> **Travail demandé**
Répondez à ces questions à partir de la critique :
(a) Dans quelle ville vit encore le photographe qui a pris le cliché d'Emil ?
(b) Quel est le prénom de la femme qu'Emil rencontre ?
(c) En quelle année se déroulait Un garçon parfait ?

13 mars 2011

Bouquin


Après Un garçon parfait (prix Médicis étranger 2008), puis Leçons particulières, Une autre époque clôt la trilogie de l'écrivain suisse germanophone Alain Claude Sulzer sur les thèmes des passions interdites, des secrets et des silences ambigus. Le narrateur, un adolescent, s'attarde un jour sur l'unique photo de son père, Emil, qui se suicida quelques semaines après sa naissance, en 1954. Lui prend soudain l'envie d'en savoir plus sur cet homme, sur la montre qu'il porte au poignet, sur le photographe qui prit le cliché. Une rapide enquête lui révèle que ce dernier vit encore, à Paris. Il décide alors de fuguer, de quitter la Suisse pour partir sur les traces d'un passé dont il ignore presque tout. Dès les premières heures dans la capitale française, ce garçon un peu timide se sent com me libéré, indépendant, pris de vertige. L'écriture élégante d'Alain Claude Sulzer épouse parfaitement le rythme d'une quête elliptique. Refusant le commentaire, l'écrivain s'attarde sur des gestes, des attitudes, des sensations. Il change de point de vue, quittant la voix du fils pour raconter, à la troisième personne, l'existence d'Emil et son trouble récurrent devant les corps des jeunes hommes. Il décrit la rencontre d'Emil et de Veronika, fondée sur un malentendu - elle est amoureuse, il est soulagé de se marier pour entrer dans « une vie normale ». Puis, conservant un ton feutré, l'auteur suggère le désir interdit d'Emil, les amours clandestines, les mensonges. Le roman en devient oppressant, comme sont oppressés les narrateurs, père et fils, dévastés par l'épaisseur des silences autour d'eux. Alain Claude Sulzer parvient, dans chacun de ses livres, à recréer une époque, une histoire sociale derrière la fiction sentimentale. Un garçon parfait se déroulait en 1933 dans un palace suisse dont les clients fuyaient l'Allemagne nazie. Leçons particulières évoquait le temps du rideau de fer. Ce troisième roman brosse un tableau glaçant des années 1950, dans une Europe qui traite les homosexuels comme des malades pervers qu'il faut soigner dans les hôpitaux psychiatriques. Traversé par la mélancolie, ce texte contrôlé et remarquablement déroutant refuse aussi bien le sentimentalisme que le militantisme.

> **Extraits de données**
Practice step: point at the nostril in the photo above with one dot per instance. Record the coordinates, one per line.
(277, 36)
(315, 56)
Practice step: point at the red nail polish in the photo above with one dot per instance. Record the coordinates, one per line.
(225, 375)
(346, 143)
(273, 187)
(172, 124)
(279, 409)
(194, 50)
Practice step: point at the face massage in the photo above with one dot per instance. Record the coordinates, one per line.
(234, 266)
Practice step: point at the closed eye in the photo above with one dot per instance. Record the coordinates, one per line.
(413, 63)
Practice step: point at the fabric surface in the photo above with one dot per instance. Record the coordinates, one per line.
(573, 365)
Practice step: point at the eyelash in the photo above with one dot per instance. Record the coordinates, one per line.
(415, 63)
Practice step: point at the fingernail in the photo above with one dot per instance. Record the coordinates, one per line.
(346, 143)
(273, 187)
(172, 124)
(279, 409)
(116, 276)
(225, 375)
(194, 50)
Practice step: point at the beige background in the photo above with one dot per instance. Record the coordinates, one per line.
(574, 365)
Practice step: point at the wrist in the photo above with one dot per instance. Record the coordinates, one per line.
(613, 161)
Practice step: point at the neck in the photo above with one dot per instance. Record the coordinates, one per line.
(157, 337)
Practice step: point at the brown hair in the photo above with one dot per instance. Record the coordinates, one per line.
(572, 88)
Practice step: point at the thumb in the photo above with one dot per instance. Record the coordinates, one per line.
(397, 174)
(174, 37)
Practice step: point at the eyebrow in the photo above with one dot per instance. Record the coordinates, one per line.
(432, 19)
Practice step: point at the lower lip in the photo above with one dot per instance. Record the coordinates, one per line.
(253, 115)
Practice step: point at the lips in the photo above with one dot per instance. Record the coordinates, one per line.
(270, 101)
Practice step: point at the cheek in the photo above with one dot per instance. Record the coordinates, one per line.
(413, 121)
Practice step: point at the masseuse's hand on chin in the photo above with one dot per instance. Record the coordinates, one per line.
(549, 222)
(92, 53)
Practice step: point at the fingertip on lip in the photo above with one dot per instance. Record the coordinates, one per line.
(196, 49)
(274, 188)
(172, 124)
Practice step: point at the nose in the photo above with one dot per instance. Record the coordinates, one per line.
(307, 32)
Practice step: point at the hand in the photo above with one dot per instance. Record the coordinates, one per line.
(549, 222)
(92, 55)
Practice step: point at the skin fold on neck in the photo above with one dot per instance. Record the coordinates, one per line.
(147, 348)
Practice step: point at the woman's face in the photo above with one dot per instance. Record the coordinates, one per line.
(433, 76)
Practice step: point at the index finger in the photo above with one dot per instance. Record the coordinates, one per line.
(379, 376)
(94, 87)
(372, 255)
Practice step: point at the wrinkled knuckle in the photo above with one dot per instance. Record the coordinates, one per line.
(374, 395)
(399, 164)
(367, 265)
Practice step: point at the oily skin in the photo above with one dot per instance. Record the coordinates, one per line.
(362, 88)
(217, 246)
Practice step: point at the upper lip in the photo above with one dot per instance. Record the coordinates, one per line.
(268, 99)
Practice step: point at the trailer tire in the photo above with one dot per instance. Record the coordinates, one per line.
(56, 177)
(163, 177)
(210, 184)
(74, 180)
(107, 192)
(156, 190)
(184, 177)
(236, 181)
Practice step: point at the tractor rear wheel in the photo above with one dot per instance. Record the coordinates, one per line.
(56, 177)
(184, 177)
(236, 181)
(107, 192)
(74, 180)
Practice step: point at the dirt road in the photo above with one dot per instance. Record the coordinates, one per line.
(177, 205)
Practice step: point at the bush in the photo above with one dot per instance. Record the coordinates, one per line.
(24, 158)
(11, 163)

> **Réponse attendue**
(a) À Paris.
(b) Veronika.
(c) En 1933.